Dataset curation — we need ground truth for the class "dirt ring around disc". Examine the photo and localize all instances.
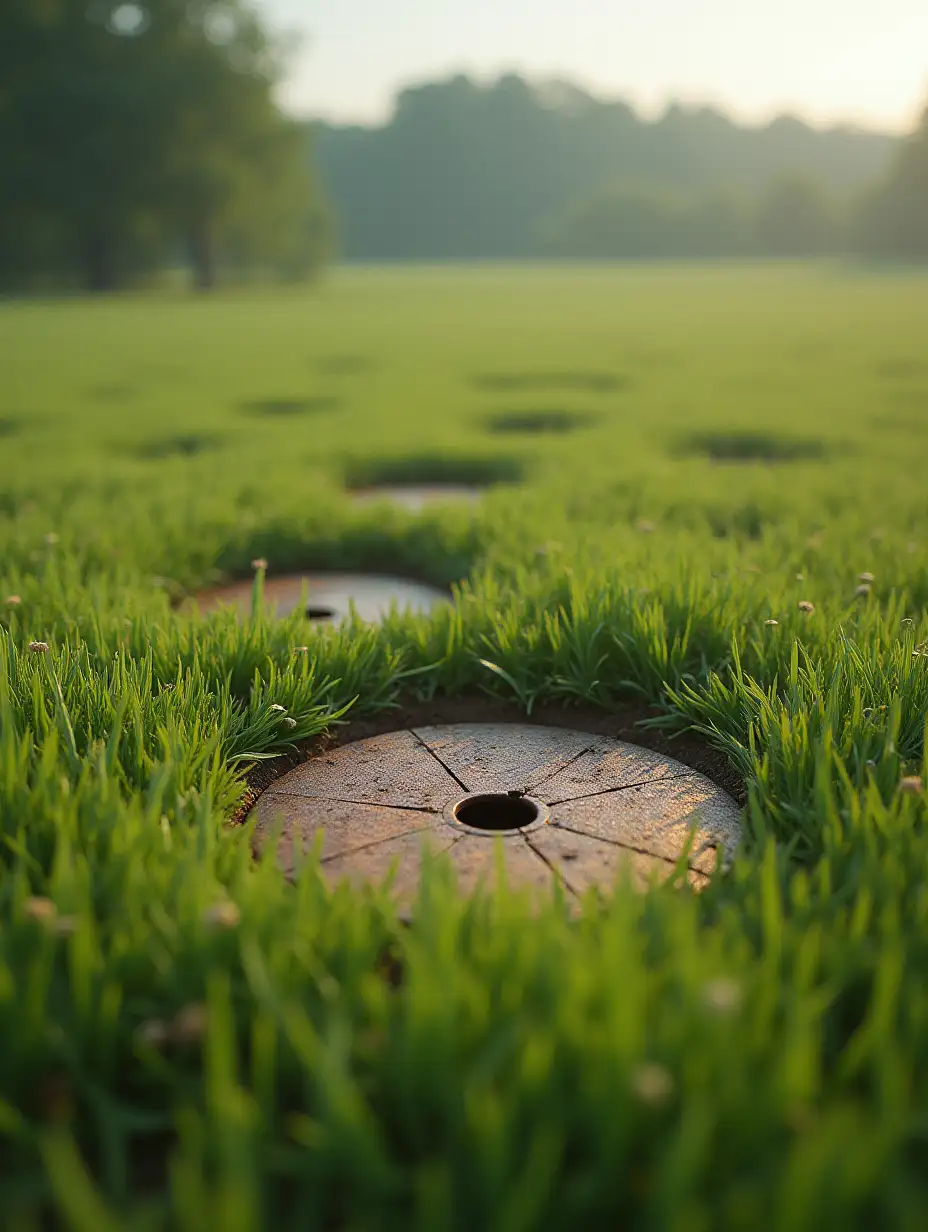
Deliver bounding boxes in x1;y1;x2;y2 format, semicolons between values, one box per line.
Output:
250;723;741;906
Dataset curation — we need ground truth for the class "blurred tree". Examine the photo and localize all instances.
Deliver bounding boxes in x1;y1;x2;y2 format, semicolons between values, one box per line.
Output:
857;108;928;261
0;0;330;291
541;185;746;260
313;75;896;259
754;175;844;256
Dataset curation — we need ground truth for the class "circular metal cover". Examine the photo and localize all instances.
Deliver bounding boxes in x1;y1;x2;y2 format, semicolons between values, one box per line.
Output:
196;573;450;625
251;723;741;903
351;483;483;514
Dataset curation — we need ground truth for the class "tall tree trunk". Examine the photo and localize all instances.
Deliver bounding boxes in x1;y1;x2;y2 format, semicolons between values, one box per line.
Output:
190;219;216;291
84;227;116;294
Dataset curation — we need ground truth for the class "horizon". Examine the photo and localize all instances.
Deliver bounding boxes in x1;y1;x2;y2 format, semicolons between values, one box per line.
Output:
256;0;928;134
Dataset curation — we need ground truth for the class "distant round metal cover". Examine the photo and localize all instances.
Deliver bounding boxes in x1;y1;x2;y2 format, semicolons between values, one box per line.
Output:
253;723;741;903
196;573;450;623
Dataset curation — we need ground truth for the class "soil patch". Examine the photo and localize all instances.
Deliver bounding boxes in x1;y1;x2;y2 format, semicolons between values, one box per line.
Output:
242;395;341;419
315;355;373;377
473;371;630;393
345;453;523;492
136;435;222;462
486;410;596;436
679;430;828;462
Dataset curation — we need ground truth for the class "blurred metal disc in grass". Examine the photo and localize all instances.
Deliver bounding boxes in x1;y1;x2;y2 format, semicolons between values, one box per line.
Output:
195;573;451;625
350;483;483;514
250;723;741;907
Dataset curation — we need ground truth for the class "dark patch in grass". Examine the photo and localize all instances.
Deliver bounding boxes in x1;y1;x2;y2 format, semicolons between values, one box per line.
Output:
242;395;341;419
487;410;596;436
345;453;524;490
315;355;373;377
473;372;630;393
679;430;828;462
136;435;221;462
90;384;136;402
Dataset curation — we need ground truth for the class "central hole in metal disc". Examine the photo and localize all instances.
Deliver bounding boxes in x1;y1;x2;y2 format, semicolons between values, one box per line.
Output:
306;605;335;620
455;793;540;832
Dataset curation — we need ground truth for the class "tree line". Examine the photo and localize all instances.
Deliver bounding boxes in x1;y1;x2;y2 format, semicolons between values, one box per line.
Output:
312;75;928;260
0;0;327;291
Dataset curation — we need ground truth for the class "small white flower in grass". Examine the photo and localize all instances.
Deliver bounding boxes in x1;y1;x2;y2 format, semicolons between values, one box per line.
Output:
702;976;743;1015
631;1061;674;1108
203;902;242;929
25;897;58;924
898;774;924;796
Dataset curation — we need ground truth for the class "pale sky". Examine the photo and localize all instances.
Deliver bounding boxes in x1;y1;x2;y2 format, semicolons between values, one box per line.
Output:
258;0;928;129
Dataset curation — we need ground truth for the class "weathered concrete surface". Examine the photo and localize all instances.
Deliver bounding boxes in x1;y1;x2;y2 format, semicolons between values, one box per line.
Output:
351;483;483;514
246;723;741;903
196;573;450;625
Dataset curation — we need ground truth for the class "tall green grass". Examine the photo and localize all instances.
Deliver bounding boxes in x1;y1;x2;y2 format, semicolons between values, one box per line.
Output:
0;267;928;1232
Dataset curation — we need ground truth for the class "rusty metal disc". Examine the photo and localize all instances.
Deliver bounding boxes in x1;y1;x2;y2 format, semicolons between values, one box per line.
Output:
253;723;741;903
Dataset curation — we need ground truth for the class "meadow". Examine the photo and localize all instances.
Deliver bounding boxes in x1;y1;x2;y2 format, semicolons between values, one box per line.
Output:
0;265;928;1232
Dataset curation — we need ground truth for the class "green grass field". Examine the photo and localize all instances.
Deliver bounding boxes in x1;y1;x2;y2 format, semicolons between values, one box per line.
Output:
0;266;928;1232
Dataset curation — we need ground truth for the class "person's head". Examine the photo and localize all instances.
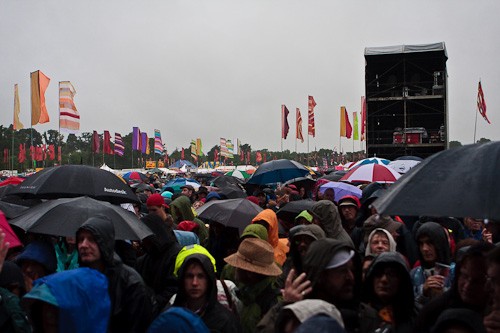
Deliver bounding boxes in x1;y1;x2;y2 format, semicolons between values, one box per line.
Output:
365;228;396;255
338;195;361;223
76;216;115;270
181;185;194;198
16;240;57;288
416;222;451;268
224;238;282;285
146;193;168;221
452;242;495;307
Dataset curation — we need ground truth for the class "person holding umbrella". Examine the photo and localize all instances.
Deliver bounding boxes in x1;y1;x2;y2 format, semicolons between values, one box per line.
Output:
76;215;152;333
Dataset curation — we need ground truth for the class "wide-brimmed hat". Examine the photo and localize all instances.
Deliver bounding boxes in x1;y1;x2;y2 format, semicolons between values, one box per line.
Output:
224;238;282;276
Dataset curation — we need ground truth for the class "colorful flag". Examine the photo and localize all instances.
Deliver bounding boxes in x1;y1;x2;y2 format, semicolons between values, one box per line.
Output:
141;132;149;155
340;106;352;139
307;96;316;138
281;104;290;140
352;112;359;140
102;131;113;155
295;108;304;142
132;127;142;150
17;143;26;163
92;131;101;153
59;81;80;134
155;130;163;155
12;84;24;130
30;71;50;125
477;81;491;124
361;96;366;141
115;132;125;156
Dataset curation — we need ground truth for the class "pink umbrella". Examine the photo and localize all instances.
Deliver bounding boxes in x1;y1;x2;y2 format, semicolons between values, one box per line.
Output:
340;164;401;183
0;211;23;248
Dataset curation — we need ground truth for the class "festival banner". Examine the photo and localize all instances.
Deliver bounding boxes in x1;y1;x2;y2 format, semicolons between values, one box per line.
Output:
59;81;80;134
30;71;50;125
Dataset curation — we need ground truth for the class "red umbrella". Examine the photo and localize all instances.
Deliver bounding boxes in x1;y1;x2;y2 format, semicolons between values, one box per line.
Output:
0;176;26;187
0;211;23;248
340;164;401;183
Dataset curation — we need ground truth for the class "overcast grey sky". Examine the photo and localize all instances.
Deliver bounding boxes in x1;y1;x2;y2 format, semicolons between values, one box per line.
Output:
0;0;500;152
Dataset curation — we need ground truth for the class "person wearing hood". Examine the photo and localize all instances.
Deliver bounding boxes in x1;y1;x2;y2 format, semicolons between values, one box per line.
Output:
76;216;152;333
252;209;289;265
365;228;396;256
170;195;208;247
136;214;181;316
415;242;495;333
23;268;111;333
311;200;354;247
360;252;416;333
174;245;241;333
410;222;455;310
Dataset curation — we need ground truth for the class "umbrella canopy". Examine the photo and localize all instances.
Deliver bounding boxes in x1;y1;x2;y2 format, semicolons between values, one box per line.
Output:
162;178;201;192
247;159;310;185
10;197;153;240
389;160;421;173
196;198;262;235
226;170;250;180
340;163;401;183
122;171;148;182
344;157;391;170
319;182;363;201
373;141;500;221
276;200;316;222
9;165;139;204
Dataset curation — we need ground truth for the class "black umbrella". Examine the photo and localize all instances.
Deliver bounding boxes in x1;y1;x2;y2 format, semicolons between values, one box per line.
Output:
276;200;315;222
196;199;262;235
9;165;139;203
373;141;500;220
9;197;152;240
247;159;310;185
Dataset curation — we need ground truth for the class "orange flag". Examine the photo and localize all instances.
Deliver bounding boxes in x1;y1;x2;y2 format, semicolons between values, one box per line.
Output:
30;71;50;125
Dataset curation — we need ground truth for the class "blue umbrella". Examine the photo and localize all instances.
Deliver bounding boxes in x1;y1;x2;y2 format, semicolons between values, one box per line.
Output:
247;159;309;185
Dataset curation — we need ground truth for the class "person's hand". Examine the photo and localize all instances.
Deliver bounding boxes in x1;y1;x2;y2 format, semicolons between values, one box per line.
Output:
423;275;445;297
483;310;500;333
481;228;493;244
281;269;312;302
0;228;10;272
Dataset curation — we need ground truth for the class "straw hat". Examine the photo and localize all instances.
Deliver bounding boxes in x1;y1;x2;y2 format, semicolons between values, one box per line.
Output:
224;238;281;276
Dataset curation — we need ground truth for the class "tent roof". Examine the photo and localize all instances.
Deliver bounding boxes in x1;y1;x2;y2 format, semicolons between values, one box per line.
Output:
365;42;448;58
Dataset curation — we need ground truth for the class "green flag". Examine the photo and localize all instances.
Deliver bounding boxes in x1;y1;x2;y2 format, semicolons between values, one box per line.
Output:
353;112;359;140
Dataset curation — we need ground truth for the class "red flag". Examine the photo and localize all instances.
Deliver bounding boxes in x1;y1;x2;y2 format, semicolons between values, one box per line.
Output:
281;104;290;140
295;108;304;142
361;96;366;141
17;143;26;163
307;96;316;138
92;131;101;153
477;81;491;124
102;131;113;155
49;145;56;161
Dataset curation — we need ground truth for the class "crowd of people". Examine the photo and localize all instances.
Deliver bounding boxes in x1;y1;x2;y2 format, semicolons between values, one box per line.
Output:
0;169;500;333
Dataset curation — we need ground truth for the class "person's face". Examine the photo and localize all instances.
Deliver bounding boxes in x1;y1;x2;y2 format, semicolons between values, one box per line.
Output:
323;260;354;303
148;206;167;221
293;235;314;259
76;230;101;264
464;217;483;231
487;263;500;309
373;266;401;303
370;232;390;254
184;261;208;300
457;258;489;305
340;205;357;221
418;235;437;264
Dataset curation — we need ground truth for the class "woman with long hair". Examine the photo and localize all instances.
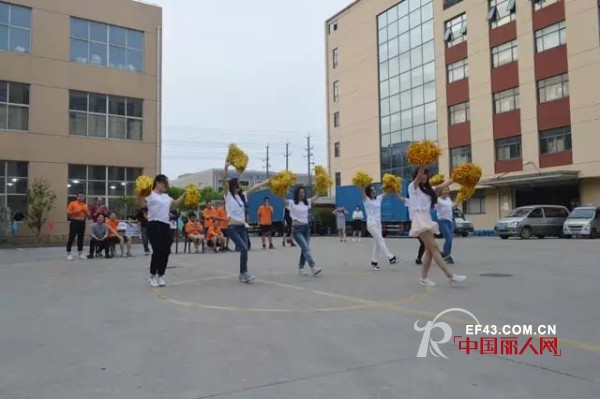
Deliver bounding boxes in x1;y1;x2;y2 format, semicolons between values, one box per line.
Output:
281;186;323;277
223;161;269;283
361;186;402;270
408;166;467;286
140;175;184;288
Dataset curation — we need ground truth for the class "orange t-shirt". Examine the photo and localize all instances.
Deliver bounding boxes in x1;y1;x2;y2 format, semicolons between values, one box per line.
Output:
106;219;119;237
185;222;204;235
208;225;223;240
258;205;273;226
217;206;229;229
67;200;90;220
202;208;217;228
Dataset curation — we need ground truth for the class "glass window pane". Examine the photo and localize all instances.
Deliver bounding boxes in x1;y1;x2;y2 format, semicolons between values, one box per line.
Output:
90;43;106;66
69;112;87;136
71;39;88;64
108;46;127;69
108;26;127;47
10;27;31;53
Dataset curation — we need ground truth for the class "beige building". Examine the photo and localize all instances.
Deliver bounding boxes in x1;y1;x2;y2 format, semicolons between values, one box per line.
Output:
326;0;600;229
0;0;162;235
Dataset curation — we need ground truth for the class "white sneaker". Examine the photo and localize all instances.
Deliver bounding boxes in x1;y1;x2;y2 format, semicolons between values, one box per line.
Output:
448;274;467;284
419;277;435;287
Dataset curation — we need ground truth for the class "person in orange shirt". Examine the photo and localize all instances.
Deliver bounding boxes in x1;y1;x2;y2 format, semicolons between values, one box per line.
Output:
207;220;225;252
258;197;275;249
67;192;90;260
185;212;204;253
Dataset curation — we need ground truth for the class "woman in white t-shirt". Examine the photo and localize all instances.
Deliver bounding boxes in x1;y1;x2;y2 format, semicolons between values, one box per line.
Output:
223;162;269;283
282;187;323;277
361;186;400;270
408;166;467;286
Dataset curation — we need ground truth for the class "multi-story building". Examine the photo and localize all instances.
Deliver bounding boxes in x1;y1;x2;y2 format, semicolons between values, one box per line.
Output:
326;0;600;228
0;0;162;235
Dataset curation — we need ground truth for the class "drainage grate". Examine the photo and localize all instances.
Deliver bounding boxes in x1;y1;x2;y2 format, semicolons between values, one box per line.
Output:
479;273;513;277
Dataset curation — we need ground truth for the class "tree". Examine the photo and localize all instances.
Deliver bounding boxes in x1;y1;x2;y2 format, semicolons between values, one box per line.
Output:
27;178;56;237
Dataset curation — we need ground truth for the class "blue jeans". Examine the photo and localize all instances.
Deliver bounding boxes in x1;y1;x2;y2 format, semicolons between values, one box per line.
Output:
292;225;315;269
227;224;248;274
438;219;454;257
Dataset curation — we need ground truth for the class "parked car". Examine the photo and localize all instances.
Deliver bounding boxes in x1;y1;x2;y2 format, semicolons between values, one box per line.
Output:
563;206;600;238
494;205;569;240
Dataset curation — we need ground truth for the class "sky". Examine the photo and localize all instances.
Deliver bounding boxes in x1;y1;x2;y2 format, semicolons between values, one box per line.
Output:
152;0;351;178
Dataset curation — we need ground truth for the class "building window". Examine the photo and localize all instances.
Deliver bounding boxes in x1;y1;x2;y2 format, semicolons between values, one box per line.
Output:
494;87;519;114
71;18;144;72
488;0;517;29
464;192;485;215
446;58;469;83
444;14;467;47
448;101;471;125
492;40;519;68
535;21;567;53
532;0;560;11
0;81;29;131
69;91;144;140
67;165;143;216
333;80;340;102
540;126;571;154
0;2;31;53
537;73;569;104
496;136;521;162
0;160;29;214
450;145;471;170
329;21;337;35
444;0;462;10
332;48;340;69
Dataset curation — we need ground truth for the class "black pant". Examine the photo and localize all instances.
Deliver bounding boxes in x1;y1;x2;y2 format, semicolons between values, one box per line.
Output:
67;220;85;253
90;238;108;257
148;221;172;276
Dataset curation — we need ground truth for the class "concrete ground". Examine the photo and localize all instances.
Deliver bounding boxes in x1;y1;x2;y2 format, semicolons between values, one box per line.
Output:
0;238;600;399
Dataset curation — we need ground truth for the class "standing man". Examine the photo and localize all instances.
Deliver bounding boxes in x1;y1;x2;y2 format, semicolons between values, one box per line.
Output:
258;197;275;249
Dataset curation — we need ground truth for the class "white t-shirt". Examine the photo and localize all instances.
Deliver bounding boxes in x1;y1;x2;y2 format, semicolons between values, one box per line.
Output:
146;191;173;224
365;194;383;223
408;183;431;213
287;199;312;224
435;197;453;221
225;193;246;223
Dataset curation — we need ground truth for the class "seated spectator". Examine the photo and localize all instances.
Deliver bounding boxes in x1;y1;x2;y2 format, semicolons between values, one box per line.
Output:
207;220;225;252
88;215;110;259
106;212;131;258
185;213;204;253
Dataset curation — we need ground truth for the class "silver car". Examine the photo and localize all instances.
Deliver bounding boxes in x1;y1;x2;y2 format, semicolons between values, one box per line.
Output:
563;206;600;238
495;205;569;240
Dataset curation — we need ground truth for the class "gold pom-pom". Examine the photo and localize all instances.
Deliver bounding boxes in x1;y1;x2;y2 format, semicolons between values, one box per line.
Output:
429;173;446;186
269;170;296;197
227;144;248;174
183;184;201;209
352;171;373;189
135;175;154;197
315;165;333;193
407;140;442;166
381;173;402;194
452;163;481;188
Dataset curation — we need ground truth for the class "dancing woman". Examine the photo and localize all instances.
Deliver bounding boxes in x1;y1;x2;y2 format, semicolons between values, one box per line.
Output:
361;186;403;270
140;175;184;288
408;166;467;286
223;162;269;283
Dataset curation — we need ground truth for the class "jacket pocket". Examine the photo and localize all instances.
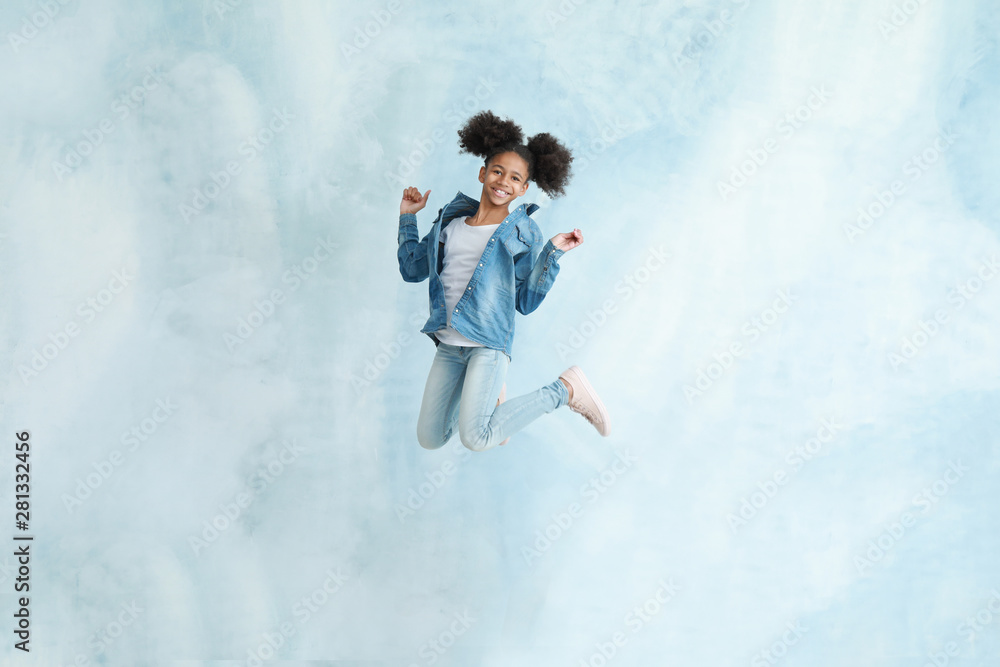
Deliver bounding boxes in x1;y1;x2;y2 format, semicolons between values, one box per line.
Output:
501;227;531;257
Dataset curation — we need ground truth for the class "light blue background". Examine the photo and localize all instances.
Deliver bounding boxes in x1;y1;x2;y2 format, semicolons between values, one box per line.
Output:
0;0;1000;667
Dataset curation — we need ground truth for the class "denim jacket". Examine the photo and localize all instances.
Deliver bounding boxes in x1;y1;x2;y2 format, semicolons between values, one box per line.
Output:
396;192;565;359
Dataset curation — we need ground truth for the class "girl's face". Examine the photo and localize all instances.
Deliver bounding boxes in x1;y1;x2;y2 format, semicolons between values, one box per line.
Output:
479;151;528;206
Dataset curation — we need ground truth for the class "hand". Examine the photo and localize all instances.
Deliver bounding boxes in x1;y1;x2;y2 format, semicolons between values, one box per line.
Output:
549;229;583;252
399;187;431;215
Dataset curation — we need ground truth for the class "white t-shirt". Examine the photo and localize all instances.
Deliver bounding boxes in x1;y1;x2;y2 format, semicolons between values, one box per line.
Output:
434;217;500;347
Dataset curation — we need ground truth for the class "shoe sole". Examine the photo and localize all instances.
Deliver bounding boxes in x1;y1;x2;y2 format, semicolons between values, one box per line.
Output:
559;366;611;437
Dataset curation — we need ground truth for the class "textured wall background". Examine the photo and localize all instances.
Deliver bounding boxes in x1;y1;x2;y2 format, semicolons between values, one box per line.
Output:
0;0;1000;667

★ ★ ★ ★ ★

> [Set problem]: Count the lines of the material above that contain the string "jacket", with case taken into account, and reply with the number alone.

> [Exercise solution]: 2